> Dataset content:
>>>>
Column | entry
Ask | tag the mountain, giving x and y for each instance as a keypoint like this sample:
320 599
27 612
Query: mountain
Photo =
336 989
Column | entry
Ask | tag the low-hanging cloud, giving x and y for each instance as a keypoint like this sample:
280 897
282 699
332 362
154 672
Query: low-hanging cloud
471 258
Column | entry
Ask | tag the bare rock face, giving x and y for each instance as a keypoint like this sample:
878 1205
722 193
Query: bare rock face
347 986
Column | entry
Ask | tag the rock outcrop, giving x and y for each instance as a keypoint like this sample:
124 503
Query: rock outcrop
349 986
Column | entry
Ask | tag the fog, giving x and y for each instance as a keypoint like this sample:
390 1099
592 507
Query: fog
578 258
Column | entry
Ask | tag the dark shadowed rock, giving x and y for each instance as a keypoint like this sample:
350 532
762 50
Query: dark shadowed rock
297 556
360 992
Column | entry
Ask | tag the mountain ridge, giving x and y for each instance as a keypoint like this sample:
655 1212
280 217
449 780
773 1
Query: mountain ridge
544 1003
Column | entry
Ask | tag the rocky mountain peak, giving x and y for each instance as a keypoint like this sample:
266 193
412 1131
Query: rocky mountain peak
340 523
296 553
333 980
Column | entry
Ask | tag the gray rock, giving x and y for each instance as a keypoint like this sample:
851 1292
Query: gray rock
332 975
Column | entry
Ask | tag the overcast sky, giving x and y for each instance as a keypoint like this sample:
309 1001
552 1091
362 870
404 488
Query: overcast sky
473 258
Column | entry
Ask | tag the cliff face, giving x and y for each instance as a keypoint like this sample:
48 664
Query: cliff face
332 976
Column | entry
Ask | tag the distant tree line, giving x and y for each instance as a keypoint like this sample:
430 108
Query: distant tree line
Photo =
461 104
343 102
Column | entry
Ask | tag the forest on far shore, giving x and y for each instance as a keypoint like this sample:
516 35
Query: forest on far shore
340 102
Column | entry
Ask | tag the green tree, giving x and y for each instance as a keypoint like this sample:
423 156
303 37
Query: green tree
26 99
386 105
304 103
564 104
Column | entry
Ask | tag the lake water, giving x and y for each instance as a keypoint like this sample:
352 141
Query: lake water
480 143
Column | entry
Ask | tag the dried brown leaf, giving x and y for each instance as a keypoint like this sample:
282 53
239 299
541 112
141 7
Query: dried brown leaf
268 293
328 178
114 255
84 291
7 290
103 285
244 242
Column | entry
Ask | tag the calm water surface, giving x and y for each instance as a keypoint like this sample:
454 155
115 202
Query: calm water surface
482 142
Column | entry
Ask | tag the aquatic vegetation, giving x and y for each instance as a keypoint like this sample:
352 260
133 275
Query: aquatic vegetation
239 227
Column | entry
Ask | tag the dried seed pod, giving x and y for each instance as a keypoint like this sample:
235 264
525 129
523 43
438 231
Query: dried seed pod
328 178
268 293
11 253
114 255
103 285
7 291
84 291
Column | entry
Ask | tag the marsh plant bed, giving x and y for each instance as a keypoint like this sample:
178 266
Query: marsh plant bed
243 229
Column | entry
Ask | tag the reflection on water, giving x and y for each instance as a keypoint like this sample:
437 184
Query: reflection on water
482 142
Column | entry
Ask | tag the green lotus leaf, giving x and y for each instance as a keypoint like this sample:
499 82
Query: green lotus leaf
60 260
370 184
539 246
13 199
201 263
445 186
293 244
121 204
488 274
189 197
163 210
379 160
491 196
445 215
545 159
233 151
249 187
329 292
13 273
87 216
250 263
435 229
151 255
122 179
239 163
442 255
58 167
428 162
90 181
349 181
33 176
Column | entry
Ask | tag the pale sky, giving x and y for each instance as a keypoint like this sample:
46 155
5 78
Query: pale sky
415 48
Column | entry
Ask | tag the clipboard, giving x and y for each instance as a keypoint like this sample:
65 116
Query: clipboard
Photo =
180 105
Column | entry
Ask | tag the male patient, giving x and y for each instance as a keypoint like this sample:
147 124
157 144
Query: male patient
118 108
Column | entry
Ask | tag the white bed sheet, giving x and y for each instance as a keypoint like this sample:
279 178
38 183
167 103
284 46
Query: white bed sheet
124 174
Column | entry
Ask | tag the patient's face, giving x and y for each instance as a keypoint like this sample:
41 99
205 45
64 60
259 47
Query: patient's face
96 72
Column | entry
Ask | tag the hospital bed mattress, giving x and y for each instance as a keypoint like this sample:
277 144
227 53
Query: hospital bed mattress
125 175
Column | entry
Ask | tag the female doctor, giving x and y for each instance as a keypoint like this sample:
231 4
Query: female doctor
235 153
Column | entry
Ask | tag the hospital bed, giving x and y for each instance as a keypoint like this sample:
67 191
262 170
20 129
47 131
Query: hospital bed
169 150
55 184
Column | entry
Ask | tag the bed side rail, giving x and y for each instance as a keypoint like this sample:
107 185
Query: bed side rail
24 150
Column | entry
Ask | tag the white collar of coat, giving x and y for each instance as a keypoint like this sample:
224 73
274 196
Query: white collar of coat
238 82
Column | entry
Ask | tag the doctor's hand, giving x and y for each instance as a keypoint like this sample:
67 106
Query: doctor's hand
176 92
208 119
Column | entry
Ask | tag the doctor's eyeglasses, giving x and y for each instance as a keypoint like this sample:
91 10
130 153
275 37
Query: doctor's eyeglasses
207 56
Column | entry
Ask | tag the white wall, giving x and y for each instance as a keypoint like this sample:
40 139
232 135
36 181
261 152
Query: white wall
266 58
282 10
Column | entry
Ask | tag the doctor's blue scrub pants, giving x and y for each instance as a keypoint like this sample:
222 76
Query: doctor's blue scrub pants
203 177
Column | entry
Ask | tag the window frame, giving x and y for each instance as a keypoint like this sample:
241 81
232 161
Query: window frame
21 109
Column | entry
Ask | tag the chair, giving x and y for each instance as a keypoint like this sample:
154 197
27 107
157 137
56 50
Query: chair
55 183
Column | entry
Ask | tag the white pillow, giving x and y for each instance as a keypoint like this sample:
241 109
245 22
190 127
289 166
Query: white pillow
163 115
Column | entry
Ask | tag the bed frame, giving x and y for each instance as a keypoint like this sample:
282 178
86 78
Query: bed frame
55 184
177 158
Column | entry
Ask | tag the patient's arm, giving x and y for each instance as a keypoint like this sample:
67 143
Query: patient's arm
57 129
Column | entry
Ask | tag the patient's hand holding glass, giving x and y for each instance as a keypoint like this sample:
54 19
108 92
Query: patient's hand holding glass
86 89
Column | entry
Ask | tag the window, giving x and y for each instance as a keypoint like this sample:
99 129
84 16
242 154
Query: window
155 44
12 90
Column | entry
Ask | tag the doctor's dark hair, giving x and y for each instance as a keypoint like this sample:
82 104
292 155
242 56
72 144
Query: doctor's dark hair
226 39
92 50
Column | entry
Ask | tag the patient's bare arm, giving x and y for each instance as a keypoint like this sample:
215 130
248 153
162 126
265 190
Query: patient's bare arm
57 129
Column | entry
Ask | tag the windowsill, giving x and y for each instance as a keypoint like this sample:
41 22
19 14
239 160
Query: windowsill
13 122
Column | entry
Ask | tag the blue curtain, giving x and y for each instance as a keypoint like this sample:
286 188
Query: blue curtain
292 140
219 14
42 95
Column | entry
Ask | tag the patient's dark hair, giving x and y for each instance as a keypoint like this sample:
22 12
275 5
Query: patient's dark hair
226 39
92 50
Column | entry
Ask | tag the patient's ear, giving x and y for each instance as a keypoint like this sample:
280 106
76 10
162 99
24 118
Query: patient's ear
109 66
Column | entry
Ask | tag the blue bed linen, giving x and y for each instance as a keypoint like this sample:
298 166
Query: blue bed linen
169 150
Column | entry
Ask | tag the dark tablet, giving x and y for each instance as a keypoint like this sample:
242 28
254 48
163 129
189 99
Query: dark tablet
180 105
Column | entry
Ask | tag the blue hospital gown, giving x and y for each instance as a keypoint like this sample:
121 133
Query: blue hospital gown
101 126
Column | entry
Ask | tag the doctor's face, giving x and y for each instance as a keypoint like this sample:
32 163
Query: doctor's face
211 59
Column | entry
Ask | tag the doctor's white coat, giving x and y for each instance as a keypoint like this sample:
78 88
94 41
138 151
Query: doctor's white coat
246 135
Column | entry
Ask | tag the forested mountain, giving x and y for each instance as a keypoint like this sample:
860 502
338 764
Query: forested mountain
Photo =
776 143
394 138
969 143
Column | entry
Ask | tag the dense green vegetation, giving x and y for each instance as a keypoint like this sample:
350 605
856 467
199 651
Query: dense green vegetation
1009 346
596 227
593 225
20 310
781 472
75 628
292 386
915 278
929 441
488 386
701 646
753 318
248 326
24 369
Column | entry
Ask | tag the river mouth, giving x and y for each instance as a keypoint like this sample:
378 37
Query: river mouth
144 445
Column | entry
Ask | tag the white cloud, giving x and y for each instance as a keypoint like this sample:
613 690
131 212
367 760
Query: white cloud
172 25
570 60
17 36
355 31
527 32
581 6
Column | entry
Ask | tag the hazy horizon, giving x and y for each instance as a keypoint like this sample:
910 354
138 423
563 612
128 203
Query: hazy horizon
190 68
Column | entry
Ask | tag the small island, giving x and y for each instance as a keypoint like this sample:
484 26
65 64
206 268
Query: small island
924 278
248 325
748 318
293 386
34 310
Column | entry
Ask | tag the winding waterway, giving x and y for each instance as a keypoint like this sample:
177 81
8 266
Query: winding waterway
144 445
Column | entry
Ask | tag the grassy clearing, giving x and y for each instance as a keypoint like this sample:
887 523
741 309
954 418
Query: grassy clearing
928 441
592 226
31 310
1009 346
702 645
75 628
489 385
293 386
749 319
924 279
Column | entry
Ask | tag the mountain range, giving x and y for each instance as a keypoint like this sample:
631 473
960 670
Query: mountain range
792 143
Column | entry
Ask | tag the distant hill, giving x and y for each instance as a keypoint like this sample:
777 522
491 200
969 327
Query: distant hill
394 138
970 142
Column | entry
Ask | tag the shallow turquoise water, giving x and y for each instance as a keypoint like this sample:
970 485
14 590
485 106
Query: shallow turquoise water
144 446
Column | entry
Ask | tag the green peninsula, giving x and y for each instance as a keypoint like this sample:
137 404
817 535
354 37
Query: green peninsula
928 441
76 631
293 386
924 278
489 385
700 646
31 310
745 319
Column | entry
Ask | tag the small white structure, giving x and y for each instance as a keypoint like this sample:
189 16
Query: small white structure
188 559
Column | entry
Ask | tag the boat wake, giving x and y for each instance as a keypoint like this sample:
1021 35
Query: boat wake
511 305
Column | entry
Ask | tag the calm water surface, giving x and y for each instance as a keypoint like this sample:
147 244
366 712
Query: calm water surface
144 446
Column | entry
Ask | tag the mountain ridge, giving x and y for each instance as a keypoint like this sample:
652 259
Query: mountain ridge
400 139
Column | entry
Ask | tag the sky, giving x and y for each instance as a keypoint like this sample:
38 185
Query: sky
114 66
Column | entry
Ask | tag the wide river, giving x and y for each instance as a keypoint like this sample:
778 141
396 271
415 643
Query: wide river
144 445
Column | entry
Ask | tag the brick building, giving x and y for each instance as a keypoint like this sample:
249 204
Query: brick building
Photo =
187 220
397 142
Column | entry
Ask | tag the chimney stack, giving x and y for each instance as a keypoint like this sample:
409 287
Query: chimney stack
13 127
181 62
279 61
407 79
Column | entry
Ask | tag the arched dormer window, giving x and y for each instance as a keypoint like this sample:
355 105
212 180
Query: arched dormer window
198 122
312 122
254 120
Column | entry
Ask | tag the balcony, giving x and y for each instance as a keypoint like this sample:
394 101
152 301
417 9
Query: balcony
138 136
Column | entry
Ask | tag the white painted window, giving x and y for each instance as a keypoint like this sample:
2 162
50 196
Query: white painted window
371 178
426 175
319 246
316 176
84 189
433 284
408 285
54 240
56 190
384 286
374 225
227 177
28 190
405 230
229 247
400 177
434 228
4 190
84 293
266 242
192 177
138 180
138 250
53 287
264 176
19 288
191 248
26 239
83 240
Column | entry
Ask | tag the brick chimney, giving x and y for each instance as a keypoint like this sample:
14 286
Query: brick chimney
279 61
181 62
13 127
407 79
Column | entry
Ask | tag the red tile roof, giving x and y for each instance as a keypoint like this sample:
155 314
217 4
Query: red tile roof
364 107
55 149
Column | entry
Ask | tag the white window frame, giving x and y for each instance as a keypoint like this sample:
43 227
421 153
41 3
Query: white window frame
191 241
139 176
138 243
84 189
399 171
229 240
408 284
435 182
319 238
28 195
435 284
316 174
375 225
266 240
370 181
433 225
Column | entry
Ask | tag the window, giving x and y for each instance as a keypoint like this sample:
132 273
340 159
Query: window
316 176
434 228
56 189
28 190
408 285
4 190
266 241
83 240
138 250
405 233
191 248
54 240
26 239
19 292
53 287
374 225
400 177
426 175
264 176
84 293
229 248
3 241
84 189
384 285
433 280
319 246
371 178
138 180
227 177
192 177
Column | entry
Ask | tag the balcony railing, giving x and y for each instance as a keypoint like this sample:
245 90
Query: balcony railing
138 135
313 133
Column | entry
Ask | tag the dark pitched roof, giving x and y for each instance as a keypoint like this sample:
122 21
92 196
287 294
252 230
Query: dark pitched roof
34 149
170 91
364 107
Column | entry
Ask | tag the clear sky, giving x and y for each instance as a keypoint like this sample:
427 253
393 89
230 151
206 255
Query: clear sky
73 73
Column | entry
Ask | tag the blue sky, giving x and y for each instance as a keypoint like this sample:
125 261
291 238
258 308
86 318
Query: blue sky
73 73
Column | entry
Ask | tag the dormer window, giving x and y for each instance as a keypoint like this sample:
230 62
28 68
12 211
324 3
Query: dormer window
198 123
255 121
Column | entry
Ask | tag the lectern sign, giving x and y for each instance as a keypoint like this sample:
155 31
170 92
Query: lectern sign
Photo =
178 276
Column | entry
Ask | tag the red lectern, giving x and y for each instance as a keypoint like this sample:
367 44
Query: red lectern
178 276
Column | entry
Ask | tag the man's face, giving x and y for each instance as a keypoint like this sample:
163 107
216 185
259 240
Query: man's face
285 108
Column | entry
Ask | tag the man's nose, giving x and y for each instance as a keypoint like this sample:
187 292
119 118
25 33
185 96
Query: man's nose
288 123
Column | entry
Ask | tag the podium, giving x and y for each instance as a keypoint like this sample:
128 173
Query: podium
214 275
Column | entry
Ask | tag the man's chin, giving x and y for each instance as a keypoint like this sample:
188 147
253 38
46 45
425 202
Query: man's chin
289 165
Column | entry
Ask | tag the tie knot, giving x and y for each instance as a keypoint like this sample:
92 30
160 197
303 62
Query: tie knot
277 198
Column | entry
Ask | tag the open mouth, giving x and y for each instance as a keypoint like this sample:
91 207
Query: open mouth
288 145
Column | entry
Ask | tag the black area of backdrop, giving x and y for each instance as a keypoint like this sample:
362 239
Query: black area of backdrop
<<<<
> What is asked: Pull out each line from the entries above that contains the string "shadowed". Case counts.

> Answer to the task:
Ask | tag the dark shadowed rock, giving x and y for each instance as a keypoint like this sample:
Query: dark shadowed rock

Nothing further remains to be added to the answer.